#### EXERCISE
Below are some records; return each one exactly as written.

DATA TO EXAMINE START

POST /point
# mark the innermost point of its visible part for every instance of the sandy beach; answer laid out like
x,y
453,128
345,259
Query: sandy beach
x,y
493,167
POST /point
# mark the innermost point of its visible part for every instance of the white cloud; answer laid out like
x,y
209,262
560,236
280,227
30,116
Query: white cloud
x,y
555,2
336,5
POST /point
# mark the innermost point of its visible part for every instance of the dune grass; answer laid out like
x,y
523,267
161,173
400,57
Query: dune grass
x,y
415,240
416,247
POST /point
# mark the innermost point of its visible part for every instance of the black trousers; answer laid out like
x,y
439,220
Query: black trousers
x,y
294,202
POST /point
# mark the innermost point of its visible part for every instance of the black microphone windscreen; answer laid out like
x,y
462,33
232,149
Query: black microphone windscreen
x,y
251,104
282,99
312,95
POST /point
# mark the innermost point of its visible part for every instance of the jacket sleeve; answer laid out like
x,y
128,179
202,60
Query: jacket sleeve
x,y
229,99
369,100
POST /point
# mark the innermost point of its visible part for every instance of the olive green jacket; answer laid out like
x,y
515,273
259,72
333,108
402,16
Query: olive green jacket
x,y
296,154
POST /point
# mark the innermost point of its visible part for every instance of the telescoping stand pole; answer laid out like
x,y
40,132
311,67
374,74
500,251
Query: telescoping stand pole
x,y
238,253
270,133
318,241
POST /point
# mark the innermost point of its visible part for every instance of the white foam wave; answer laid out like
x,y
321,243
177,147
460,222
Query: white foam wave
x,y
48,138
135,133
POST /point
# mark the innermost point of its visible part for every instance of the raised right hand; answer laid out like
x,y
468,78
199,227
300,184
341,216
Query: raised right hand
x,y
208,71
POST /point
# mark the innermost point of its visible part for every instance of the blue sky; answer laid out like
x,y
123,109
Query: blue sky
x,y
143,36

DATA TO EXAMINE END

#### TASK RESULT
POST /point
# mark the innermost point of its visible part for every instance of the sandy beach; answer laid out like
x,y
453,128
345,259
Query: sandy beach
x,y
493,167
POST /point
# mark the innermost point of its visible part for every instance of the white cloud; answer laid out like
x,y
209,262
560,236
280,227
30,116
Query: white cloud
x,y
555,2
336,5
POST /point
# mark the innermost point of its visible part for every instance of the dune grass; answer laid out like
x,y
523,267
161,173
400,57
Query: dune grass
x,y
415,240
416,247
POST /point
# mark the innermost point of its visible part for every instance of the black trousers; answer laid out like
x,y
439,220
Query: black trousers
x,y
294,202
POST /point
# mark the innermost point of its visible part for every instance of the black microphone windscreen; answer laid out like
x,y
462,33
232,149
Query: black microphone windscreen
x,y
251,104
282,99
312,95
POST /point
# mark the innermost point of its visible part for every instance of the jacket sleeve; answer laid out like
x,y
128,179
202,60
Query: jacket sleeve
x,y
229,99
369,100
POST /point
# mark the innermost point of its visible part for every instance of the olive green jacket; answer laid out like
x,y
515,273
259,72
333,108
402,16
Query: olive green jacket
x,y
296,154
POST /point
# mark the innermost point of its visible part for every instance of the telescoping stand pole; answer laid out like
x,y
40,132
311,67
374,74
500,251
Query: telescoping stand pole
x,y
238,253
270,133
318,241
POST /point
# mark the innermost point of its visible part for every instance of the white foam wave; answer laid out like
x,y
321,243
177,147
460,222
Query: white foam wave
x,y
48,138
135,133
POST /point
# mark the innermost point of its visible part for every instance of the raised right hand; answer laid out like
x,y
468,78
199,227
300,184
341,216
Query: raised right hand
x,y
208,71
POST /point
# mark the innermost point of its visible part for every instance of the blue sky; answer laid out like
x,y
123,109
Query: blue sky
x,y
143,36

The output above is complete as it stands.